Task directions.
Write out all the lines below again, requests included, scaling every x and y coordinate in the answers by 1.75 and rounding each result to a whole number, with halves going up.

--- Begin Given data ---

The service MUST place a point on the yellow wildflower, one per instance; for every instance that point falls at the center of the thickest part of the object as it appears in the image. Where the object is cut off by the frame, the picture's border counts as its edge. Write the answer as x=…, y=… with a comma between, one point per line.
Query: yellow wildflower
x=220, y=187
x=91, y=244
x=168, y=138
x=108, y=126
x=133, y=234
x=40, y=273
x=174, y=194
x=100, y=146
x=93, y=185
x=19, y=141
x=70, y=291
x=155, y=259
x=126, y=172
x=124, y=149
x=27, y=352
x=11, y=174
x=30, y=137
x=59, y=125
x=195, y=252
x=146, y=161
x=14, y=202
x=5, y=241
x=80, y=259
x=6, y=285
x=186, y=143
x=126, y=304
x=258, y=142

--- End Given data ---

In response.
The service MUST place a point on the yellow wildflower, one per instance; for every instance that point falls at the center of the thickest part of the object as it appears in the image. Where the object is cut off by the frame, the picture's border counts as its edge. Write the answer as x=…, y=… with a comma between, one point per line.
Query: yellow wildflower
x=385, y=327
x=159, y=427
x=294, y=242
x=189, y=221
x=233, y=410
x=70, y=478
x=305, y=340
x=175, y=256
x=163, y=324
x=33, y=247
x=123, y=509
x=271, y=453
x=221, y=301
x=217, y=261
x=47, y=616
x=19, y=305
x=53, y=240
x=103, y=219
x=341, y=441
x=256, y=282
x=25, y=354
x=9, y=422
x=140, y=453
x=11, y=499
x=326, y=250
x=221, y=532
x=452, y=249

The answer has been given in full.